[WORK TO COMPLETE]: Locate every row below that contains the string "diagonal" and copy each of those rows in full.

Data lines
···

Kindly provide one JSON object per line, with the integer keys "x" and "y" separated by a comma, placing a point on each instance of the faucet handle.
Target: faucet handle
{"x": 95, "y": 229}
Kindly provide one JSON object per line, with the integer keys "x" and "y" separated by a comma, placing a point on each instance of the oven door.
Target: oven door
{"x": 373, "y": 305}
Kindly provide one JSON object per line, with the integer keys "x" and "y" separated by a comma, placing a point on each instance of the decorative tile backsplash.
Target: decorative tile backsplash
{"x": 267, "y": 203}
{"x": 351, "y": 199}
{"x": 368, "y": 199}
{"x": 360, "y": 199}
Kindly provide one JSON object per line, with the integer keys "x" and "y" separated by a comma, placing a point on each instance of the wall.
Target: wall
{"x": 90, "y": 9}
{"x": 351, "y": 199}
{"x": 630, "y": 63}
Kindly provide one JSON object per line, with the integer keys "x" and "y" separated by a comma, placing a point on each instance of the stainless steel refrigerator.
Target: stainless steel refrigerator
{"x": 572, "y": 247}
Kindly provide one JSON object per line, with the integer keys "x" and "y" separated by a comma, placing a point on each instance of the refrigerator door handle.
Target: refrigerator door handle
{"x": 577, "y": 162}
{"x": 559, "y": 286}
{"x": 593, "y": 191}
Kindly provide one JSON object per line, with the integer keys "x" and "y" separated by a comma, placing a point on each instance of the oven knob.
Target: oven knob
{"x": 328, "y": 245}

···

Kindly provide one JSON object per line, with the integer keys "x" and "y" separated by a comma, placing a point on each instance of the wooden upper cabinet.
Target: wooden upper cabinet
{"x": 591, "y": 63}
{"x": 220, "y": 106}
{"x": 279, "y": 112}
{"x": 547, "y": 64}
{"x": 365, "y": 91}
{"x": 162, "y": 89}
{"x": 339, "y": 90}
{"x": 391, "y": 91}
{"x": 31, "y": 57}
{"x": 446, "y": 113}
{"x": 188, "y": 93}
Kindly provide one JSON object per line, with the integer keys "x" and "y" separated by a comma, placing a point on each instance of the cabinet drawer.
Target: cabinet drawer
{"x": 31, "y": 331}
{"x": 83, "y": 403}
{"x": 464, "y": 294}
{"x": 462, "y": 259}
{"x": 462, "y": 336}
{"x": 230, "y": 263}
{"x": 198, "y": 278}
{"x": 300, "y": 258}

···

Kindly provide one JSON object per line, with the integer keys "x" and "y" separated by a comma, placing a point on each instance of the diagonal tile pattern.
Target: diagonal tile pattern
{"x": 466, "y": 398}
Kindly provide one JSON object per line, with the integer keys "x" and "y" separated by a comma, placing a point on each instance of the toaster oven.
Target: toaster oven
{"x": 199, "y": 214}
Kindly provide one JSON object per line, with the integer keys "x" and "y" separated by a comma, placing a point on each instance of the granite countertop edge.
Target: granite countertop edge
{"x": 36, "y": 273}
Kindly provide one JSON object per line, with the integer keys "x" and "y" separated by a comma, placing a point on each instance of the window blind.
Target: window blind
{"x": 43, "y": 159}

···

[RESPONSE]:
Kindly provide one JSON object per line, with the integer keys "x" and "y" separated by a comma, placing a point on each instance of the diagonal tile pattern.
Target: diagonal tile pattern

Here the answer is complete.